= Selection =
******

Back to the Future

The Arizal teaches, as mentioned by Rav Arush in a number of places, that this generation is the generation of the Midbar - the desert wanderers - come back again...

3 min

Rivka Levy

Posted on 17.03.21

The Slonimer Rebbe once taught that: "If you want to know what you need to fix in this world, look at those areas that are hardest for you."
 
If you're like me, you'll probably identify about 86 areas you need to work on…
 
Rav Erez Moshe Doron frequently states that if we were perfect, we wouldn't be down here. Every single person who is down here has some serious work to do. If you want to know why the world feels so heavy and complicated and loaded these days, it's because we have unfinished business with literally thousands of people.
 
Even 'simple' interactions in the supermarket could (and probably are) paying off Divine debts, which is why these days, you have so many customers having heart-attacks and getting into fist-fights over the extra two cents they got asked to pay on their ketchup.
 
Recently, I found out that someone I'd agreed a contract with a few years' ago had double-crossed me. If I didn't believe in reincarnation, I'd be absolutely fuming, and probably wasting a huge amount of time and energy trying to sue them, or something. But Baruch Hashem, I do, and I believe that I owe them the amounts of money they've taken from a previous lifetime, and G-d is paying down the debt.

******

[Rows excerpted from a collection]
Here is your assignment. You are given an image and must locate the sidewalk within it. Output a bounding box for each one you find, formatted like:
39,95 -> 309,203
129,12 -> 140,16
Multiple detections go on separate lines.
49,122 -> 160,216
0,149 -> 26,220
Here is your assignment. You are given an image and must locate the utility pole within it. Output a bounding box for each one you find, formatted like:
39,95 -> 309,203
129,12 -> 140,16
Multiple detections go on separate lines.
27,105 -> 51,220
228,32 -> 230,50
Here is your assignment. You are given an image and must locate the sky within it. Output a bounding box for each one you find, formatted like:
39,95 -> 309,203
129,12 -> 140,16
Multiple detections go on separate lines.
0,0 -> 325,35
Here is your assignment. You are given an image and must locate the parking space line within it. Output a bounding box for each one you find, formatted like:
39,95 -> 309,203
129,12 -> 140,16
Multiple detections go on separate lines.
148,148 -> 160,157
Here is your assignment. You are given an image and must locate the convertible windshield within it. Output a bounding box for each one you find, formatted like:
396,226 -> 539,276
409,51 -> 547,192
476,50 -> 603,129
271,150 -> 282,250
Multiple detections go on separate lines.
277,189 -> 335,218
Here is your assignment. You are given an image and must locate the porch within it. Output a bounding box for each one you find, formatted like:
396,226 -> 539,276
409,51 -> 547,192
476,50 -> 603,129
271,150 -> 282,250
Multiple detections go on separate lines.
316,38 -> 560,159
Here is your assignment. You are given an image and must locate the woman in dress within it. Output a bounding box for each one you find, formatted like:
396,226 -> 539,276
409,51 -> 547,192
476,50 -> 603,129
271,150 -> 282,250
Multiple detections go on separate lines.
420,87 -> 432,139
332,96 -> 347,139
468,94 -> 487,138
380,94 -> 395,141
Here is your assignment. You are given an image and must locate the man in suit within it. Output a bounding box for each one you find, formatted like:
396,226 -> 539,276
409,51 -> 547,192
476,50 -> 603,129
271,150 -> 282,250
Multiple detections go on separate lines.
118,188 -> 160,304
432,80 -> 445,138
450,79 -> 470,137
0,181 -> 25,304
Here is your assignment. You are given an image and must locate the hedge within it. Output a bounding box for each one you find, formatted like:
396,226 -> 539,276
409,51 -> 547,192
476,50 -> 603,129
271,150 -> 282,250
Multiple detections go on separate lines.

******

= Task objective =
Write the next part of the reincarnation post, picking up after its final sentence. These rows have nothing to do with the reincarnation post.

= Written response =
 
It all comes back to Rav Arush's three rules of emuna, namely:
 
1) Ein Od Milvado – there is only G-d, and G-d is doing everything
2) G-d is doing everything for a good reason
3) G-d is sending me a message
 
If I go the litigation / complaining route, then really, it's a lack of emuna. That doesn't mean I can't do it – we have courts of law for precisely these reasons – but it's certainly true that if I can let it go and see G-d's hand behind it all, I'll have a lot more peace of mind.
 
The Arizal teaches, as mentioned by Rav Arush in a number of places, that this generation is the generation of the Midbar – the desert wanderers – come back again.
 
If you want to know what's going on with us today, all we have to do is look what was going on with them. And what do we find?
 
* People who had lost most of their religious tradition in a foreign country (nearly everyone was a baal teshuva)
 
* People who were psychologically 'slaves'
 
* People who were obsessed with money (Golden Calf, anyone?)
 
* People who had to contend with the false Jews, aka Erev Rav
 
* People who lived 40 years in a desert
 
* People where the wives wanted Eretz Yisrael, and the husbands didn't
 
* People who had to deal with the Sin of the Spies (namely, an awful lot of evil speech and complaining)
 
* People who continually cried and complained and tested G-d, despite all the miracles He was constantly doing for them
 
* People who were constantly in danger from 'Amalek' (which has the same gematria as 'doubt', which is the opposite of emuna)
 
That's what's going on with us, today! It seems like such a big list of things that we need to fix, before we're really ready for Moshiach, but Rav Arush actually boils it all down to one big thing: a lack of emuna.
 
Applying the three rules of emuna to everything in our lives is the fastest and best way to get everything fixed, and of dealing with things in a stress-free, happy manner in the meantime.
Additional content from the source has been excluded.